[Collected data]
============================================================
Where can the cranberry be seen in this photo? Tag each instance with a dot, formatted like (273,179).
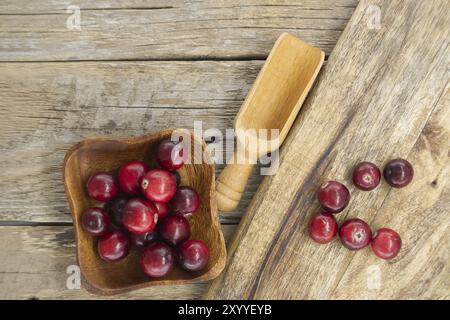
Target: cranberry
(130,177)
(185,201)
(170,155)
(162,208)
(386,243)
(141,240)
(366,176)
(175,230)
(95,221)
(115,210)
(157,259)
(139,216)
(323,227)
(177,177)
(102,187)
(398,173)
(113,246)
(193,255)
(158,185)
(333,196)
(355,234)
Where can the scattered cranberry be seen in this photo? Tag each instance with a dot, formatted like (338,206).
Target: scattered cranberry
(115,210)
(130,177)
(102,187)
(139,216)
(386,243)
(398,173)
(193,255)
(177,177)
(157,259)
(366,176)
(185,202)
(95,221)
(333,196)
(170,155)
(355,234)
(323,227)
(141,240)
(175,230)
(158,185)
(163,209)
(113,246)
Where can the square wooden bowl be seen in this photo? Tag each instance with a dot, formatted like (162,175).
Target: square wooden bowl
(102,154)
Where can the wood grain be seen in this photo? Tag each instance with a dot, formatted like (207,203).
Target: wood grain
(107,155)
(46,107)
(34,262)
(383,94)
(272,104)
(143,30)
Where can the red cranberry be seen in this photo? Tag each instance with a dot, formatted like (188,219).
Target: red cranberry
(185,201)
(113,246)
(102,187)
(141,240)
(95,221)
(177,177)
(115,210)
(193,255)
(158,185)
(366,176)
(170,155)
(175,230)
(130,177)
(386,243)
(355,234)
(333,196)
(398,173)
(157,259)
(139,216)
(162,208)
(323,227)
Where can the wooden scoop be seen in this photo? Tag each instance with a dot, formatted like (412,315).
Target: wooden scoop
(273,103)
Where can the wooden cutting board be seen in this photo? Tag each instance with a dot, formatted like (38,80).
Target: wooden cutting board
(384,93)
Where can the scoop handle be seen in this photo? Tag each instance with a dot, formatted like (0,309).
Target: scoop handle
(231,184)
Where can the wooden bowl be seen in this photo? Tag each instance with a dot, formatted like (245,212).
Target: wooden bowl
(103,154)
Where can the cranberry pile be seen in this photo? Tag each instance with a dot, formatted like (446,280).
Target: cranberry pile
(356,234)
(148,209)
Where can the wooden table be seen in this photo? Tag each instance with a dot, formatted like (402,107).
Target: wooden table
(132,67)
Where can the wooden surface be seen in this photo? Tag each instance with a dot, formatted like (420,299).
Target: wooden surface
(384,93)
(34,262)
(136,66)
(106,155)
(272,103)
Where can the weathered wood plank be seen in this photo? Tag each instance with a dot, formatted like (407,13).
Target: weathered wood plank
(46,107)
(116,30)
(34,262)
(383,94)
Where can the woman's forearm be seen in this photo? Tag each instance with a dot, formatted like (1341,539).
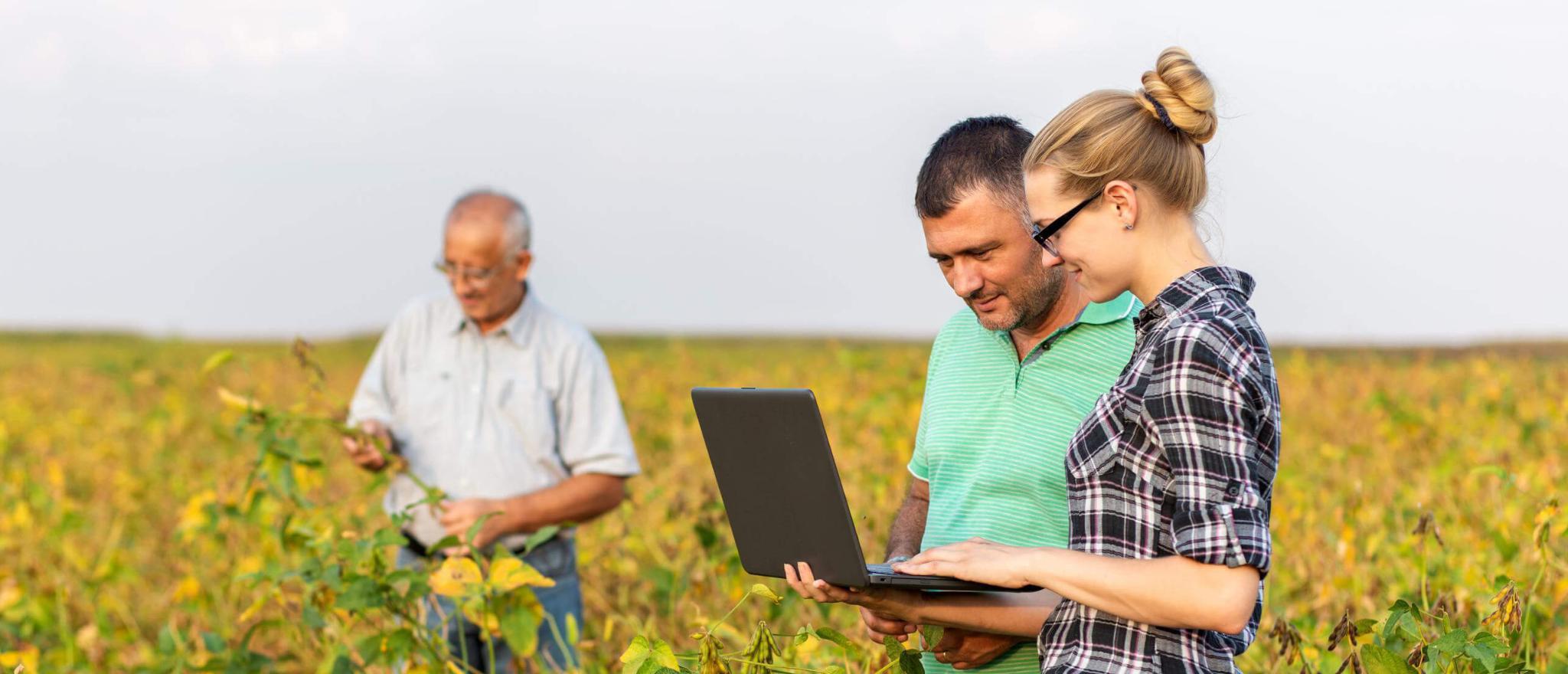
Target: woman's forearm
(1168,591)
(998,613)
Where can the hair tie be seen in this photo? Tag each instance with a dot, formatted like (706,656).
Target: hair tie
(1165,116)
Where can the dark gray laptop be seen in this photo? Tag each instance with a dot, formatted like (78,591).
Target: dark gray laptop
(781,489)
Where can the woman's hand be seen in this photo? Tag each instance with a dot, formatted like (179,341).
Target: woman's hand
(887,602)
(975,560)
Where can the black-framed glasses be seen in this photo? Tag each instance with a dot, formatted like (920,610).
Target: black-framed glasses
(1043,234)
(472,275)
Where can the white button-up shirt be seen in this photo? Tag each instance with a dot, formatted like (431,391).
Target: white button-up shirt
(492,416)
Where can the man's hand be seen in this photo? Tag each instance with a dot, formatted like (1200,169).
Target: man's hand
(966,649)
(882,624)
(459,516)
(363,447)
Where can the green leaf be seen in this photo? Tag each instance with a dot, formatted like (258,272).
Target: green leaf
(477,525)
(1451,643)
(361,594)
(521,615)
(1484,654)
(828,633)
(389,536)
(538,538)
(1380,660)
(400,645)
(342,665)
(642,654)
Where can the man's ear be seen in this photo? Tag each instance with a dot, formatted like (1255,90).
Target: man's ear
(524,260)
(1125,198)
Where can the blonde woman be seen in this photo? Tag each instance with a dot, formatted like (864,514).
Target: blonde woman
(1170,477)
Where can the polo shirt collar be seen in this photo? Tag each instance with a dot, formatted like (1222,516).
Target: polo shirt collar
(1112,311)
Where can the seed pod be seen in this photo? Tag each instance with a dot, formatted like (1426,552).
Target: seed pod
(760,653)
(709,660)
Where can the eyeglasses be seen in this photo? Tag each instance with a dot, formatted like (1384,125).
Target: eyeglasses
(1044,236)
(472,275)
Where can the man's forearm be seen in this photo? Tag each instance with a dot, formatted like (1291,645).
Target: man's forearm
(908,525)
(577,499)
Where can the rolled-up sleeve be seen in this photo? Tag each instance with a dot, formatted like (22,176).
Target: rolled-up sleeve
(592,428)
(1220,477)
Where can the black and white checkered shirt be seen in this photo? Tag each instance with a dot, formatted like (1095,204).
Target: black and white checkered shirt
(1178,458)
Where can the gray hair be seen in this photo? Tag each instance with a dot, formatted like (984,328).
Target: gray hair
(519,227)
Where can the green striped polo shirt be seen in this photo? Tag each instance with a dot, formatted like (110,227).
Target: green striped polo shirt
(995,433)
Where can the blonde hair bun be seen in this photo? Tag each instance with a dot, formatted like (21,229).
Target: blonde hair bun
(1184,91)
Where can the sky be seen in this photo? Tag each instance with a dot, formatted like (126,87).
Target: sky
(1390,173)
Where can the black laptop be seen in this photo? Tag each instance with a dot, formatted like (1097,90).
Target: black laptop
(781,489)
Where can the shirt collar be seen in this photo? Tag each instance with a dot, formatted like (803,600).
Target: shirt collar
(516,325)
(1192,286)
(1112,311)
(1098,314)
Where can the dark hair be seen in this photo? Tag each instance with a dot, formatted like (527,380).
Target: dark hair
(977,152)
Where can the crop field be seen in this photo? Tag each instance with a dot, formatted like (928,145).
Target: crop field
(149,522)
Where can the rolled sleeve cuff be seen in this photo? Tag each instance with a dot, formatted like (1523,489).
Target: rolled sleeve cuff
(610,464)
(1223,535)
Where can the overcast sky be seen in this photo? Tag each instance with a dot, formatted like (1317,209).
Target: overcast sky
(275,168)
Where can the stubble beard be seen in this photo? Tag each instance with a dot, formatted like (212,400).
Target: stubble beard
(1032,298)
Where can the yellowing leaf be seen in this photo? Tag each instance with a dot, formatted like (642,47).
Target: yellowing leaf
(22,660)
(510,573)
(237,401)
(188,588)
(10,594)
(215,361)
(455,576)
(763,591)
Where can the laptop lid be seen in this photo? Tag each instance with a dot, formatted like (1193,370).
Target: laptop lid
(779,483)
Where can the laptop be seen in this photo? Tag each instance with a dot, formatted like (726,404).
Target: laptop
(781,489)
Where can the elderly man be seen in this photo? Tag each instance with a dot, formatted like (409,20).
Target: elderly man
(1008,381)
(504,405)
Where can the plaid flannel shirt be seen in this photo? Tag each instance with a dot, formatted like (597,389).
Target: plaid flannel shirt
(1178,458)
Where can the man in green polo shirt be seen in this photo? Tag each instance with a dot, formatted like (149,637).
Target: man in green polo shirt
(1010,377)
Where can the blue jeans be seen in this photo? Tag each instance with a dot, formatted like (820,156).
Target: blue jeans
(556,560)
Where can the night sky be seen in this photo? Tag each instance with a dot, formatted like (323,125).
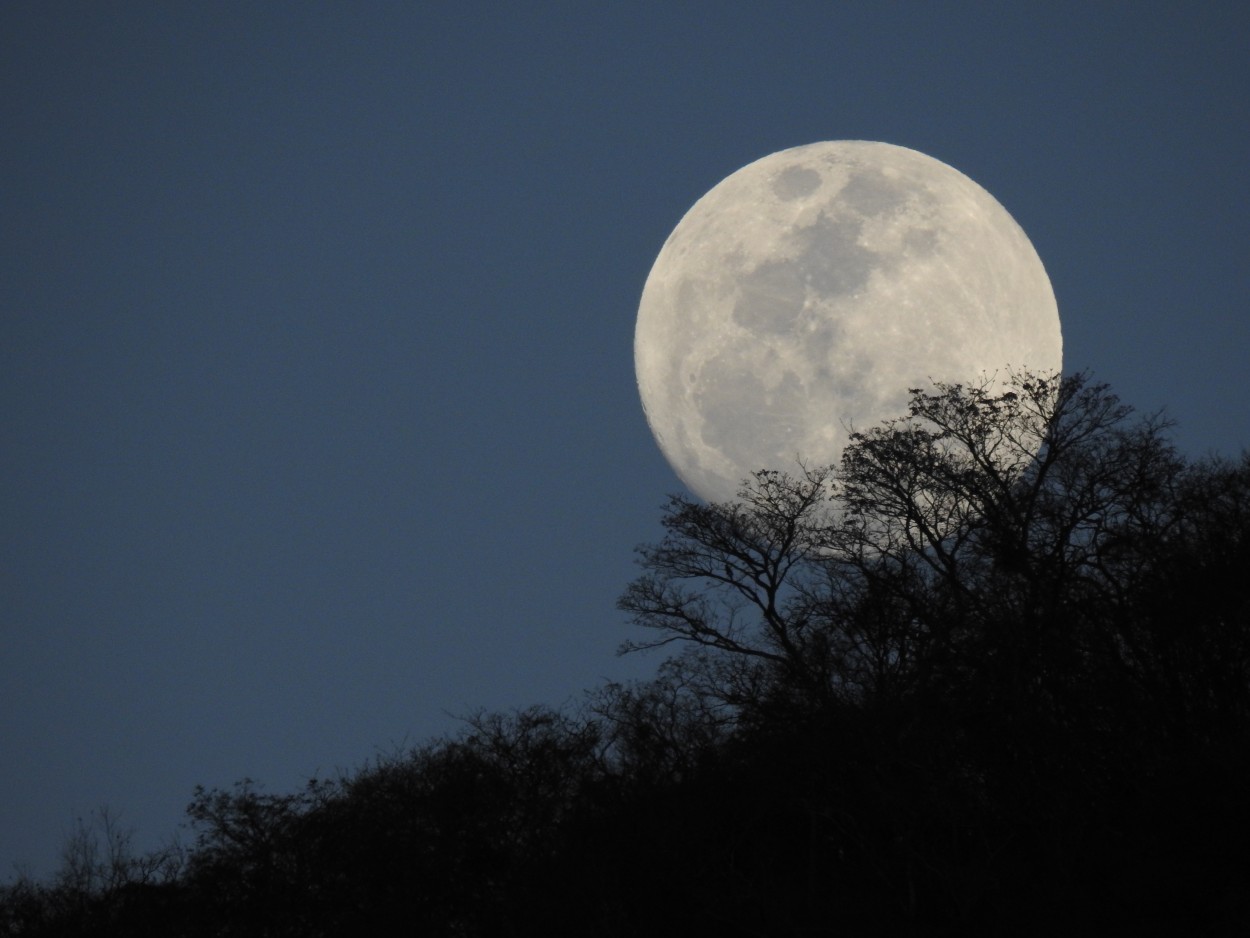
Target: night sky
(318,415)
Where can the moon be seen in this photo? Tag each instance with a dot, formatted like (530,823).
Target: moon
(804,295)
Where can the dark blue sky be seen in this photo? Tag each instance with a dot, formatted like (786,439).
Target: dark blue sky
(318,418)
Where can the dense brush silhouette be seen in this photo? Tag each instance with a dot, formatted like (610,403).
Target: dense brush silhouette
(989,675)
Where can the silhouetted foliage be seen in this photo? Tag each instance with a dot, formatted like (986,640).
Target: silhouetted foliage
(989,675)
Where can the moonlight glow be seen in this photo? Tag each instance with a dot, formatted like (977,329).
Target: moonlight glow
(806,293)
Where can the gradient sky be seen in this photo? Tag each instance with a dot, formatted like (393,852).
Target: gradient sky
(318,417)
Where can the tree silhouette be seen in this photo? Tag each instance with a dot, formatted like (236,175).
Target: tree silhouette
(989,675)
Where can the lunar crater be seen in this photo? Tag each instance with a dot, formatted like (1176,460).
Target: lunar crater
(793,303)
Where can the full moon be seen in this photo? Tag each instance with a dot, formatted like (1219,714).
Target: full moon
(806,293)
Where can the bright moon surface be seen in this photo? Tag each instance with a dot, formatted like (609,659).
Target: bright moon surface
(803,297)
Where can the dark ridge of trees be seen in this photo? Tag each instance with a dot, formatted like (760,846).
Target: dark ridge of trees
============================================================
Output the data from the line that contains "Where can the full" through the last line, inclusive, with no changes.

Where can the full moon be seen in this photo? Tag each instance with a dot, formatted like (1219,714).
Target: full moon
(806,293)
Where can the bright moon surface be seen in this photo? Tag each instance with a dot, formatted like (609,659).
Target: bright moon surface
(803,297)
Where can the dark ridge of trees be seen in this photo? Tag each instance with a dot, formatted like (760,846).
Target: dark ridge of trees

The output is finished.